Text under study -
((
A learned blockhead is a greater blockhead than an ignorant one.
-- Benjamin Franklin
Since the markets bottomed in 2009, one naysayer after another has penned many an obituary for this market. Alas, all those obituaries were based on fantasy and false perceptions -- the bull is alive and kicking while many of those experts are either bankrupt or have bankrupted their clients several times over. We repeatedly stated over the years that the era of low interest fostered an environment that favored speculation over hard work. Which is why so may companies have opted to boost EPS via share buyback programs. Why work, when through the magic of accounting you can create the impression of growth when there is none?
Despite the latest rate hike and ramblings from the Fed that they are ready to raise rates more aggressively, the reality is the economy is sick and only appears to be thriving because of the hot money that is being funneled into the markets. This helps foster the illusion that all is well when in reality, everything is falling apart. Hence, while the Fed talks big, its bite will be weak. The trend of hot money is in play and until the supply is cut, this bull market will continue to trend higher. But it won't trend higher forever; eventually it will run into a wall. There is no point of fixating on what will happen one day when it's far more profitable to focus on the now.
))
Problems to solve -
#1 Translate this sentence from the market commentary into Spanish: "Hence, while the Fed talks big, its bite will be weak."
#2 In the market commentary, list the first word of every sentence in the paragraph that begins "Despite the latest rate hike".
#3 Do these statements agree with the market commentary? (a) The markets bottomed in 2009. (b) The bull market will trend higher forever. (c) The era of low interest favored hard work over speculation.

Information -
((
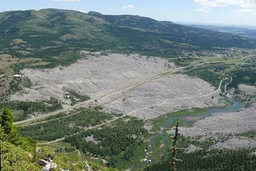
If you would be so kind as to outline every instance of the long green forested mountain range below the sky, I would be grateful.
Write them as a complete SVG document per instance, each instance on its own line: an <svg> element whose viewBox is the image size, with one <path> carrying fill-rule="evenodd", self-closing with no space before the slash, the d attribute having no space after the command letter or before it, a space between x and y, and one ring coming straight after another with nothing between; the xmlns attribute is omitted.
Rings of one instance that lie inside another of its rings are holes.
<svg viewBox="0 0 256 171"><path fill-rule="evenodd" d="M180 50L256 47L256 41L247 37L169 21L61 9L0 13L0 42L1 53L37 57L84 48L168 55Z"/></svg>

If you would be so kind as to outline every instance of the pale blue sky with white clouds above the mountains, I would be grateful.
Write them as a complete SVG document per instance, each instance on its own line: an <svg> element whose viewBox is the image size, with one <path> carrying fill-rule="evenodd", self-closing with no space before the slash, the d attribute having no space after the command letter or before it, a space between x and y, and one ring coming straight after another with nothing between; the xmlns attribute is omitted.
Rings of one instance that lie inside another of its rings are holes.
<svg viewBox="0 0 256 171"><path fill-rule="evenodd" d="M0 0L0 11L61 8L162 21L256 25L256 0Z"/></svg>

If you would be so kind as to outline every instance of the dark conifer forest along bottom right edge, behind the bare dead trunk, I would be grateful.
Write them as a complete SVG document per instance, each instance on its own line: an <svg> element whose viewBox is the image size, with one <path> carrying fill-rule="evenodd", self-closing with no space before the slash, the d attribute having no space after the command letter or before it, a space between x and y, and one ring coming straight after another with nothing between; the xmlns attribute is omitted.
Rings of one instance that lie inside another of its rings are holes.
<svg viewBox="0 0 256 171"><path fill-rule="evenodd" d="M177 170L221 170L221 171L253 171L256 168L254 150L199 150L194 153L180 153ZM171 171L171 155L164 160L148 166L143 171Z"/></svg>

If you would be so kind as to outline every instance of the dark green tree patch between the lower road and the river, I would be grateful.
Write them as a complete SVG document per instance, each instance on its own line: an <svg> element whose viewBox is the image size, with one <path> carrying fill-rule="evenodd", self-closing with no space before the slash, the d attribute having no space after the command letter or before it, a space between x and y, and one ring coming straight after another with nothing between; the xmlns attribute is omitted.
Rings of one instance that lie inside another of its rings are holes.
<svg viewBox="0 0 256 171"><path fill-rule="evenodd" d="M140 163L141 156L148 146L148 131L143 128L143 124L143 121L135 118L117 121L116 125L83 131L66 137L64 141L84 153L107 159L108 166L129 169ZM86 137L93 137L93 140L87 141Z"/></svg>

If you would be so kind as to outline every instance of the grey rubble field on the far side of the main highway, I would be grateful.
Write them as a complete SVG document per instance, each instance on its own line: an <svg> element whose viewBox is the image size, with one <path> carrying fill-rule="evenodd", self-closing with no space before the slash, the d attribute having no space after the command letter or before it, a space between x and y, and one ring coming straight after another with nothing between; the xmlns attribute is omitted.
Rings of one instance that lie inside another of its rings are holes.
<svg viewBox="0 0 256 171"><path fill-rule="evenodd" d="M161 58L138 54L94 55L98 53L85 52L85 59L65 68L22 70L21 73L37 86L11 95L11 100L35 101L54 97L69 104L64 98L67 90L74 90L82 95L99 95L166 69L166 60Z"/></svg>

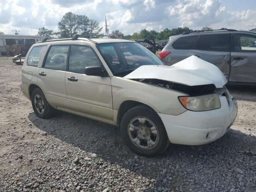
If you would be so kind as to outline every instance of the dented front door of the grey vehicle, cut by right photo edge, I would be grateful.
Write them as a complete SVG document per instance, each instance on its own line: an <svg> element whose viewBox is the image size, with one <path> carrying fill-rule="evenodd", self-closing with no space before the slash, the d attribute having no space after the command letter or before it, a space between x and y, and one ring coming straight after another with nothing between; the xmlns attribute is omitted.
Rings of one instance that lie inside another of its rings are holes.
<svg viewBox="0 0 256 192"><path fill-rule="evenodd" d="M231 82L256 83L256 36L232 35Z"/></svg>

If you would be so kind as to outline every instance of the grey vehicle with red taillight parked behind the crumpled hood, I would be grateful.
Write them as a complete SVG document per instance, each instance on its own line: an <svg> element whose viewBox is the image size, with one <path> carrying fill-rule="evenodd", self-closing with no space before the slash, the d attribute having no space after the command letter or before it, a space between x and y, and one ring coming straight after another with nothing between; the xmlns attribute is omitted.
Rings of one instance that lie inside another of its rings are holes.
<svg viewBox="0 0 256 192"><path fill-rule="evenodd" d="M159 57L172 65L191 55L216 65L229 82L256 83L256 33L222 28L172 36Z"/></svg>

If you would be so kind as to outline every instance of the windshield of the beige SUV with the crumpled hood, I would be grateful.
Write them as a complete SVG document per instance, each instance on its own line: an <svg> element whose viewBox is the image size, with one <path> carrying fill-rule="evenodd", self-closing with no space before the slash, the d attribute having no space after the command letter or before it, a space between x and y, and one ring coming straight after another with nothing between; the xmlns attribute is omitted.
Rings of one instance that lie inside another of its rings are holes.
<svg viewBox="0 0 256 192"><path fill-rule="evenodd" d="M110 70L116 76L125 76L142 65L164 65L155 54L138 43L98 44Z"/></svg>

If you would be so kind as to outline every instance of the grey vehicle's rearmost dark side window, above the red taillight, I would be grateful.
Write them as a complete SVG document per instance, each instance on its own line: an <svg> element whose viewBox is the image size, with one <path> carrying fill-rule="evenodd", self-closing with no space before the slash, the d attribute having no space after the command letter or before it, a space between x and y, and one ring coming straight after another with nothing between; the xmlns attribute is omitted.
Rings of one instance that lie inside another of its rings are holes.
<svg viewBox="0 0 256 192"><path fill-rule="evenodd" d="M189 36L189 37L181 37L174 44L172 44L172 47L174 49L196 49L196 44L198 40L197 36Z"/></svg>

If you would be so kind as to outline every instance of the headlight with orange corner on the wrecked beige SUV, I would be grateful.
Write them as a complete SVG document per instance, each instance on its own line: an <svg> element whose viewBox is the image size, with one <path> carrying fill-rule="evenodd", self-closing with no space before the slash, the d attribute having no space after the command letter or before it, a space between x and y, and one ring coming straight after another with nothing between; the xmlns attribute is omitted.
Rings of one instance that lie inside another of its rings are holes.
<svg viewBox="0 0 256 192"><path fill-rule="evenodd" d="M180 96L180 103L191 111L207 111L220 108L220 98L217 94L201 96Z"/></svg>

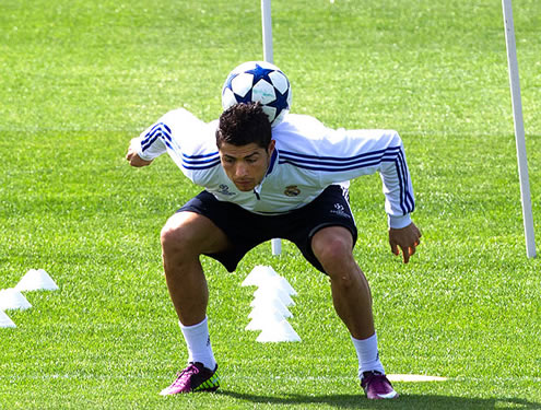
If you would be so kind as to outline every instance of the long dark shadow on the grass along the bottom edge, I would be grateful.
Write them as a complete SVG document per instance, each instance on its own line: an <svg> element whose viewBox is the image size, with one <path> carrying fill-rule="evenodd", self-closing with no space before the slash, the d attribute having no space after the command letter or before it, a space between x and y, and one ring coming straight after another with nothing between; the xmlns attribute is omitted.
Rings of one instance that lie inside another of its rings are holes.
<svg viewBox="0 0 541 410"><path fill-rule="evenodd" d="M284 397L260 396L245 393L221 390L217 395L227 396L252 405L280 406L327 406L341 409L541 409L541 403L516 398L466 398L434 395L402 395L396 400L368 400L360 395L303 396Z"/></svg>

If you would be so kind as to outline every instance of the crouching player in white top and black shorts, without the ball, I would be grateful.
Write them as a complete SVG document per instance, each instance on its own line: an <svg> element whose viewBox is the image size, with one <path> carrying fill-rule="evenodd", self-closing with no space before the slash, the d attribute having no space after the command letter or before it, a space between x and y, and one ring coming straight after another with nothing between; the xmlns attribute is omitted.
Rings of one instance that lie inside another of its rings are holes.
<svg viewBox="0 0 541 410"><path fill-rule="evenodd" d="M170 216L161 233L167 288L189 355L188 366L161 394L215 390L220 385L200 256L232 272L255 246L284 238L330 278L333 305L355 347L366 396L397 397L379 361L368 282L353 258L357 230L344 181L379 172L389 244L408 263L421 233L410 218L413 191L399 134L334 130L294 114L271 128L259 103L243 103L209 124L183 108L169 112L131 141L127 160L145 166L165 152L204 190Z"/></svg>

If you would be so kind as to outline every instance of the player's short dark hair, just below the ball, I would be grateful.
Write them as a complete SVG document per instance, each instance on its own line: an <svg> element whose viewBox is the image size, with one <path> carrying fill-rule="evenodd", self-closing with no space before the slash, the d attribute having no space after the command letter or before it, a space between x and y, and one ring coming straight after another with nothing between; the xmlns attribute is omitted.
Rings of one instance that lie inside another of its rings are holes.
<svg viewBox="0 0 541 410"><path fill-rule="evenodd" d="M240 103L227 108L220 116L216 145L224 142L240 147L255 142L267 149L272 138L269 117L260 103Z"/></svg>

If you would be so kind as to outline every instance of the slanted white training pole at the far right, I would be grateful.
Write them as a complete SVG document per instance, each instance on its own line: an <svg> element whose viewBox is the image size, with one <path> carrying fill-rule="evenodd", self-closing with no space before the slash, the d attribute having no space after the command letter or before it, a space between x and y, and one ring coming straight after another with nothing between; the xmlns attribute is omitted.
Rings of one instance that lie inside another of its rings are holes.
<svg viewBox="0 0 541 410"><path fill-rule="evenodd" d="M526 157L525 125L522 119L522 102L520 98L520 82L518 77L517 45L515 26L513 24L511 0L502 0L504 10L505 40L507 44L507 63L509 67L509 83L515 121L515 139L517 143L518 176L520 178L520 197L522 201L522 219L526 236L526 255L536 257L536 237L533 233L533 216L531 212L530 183L528 176L528 159Z"/></svg>

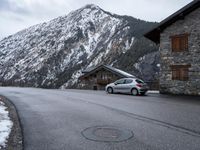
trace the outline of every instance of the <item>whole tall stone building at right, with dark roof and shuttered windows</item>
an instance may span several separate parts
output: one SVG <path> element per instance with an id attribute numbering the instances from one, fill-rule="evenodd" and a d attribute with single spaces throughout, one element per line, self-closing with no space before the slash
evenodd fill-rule
<path id="1" fill-rule="evenodd" d="M 145 34 L 160 44 L 160 93 L 200 95 L 200 0 Z"/>

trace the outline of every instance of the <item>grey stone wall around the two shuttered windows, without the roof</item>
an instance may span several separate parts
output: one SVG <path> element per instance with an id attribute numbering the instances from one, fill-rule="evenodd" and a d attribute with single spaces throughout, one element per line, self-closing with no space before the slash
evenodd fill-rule
<path id="1" fill-rule="evenodd" d="M 172 52 L 170 36 L 188 33 L 188 51 Z M 160 93 L 200 95 L 200 8 L 160 34 Z M 171 65 L 187 65 L 189 80 L 172 80 Z"/>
))
List of solutions -
#1 Por lo tanto, aunque la Fed alardea mucho, su mordida será débil.

#2 Despite, This, Hence, The, But, There

#3
(a) Yes: "Since the markets bottomed in 2009"
(b) No: "But it won't trend higher forever"
(c) No: "fostered an environment that favored speculation over hard work"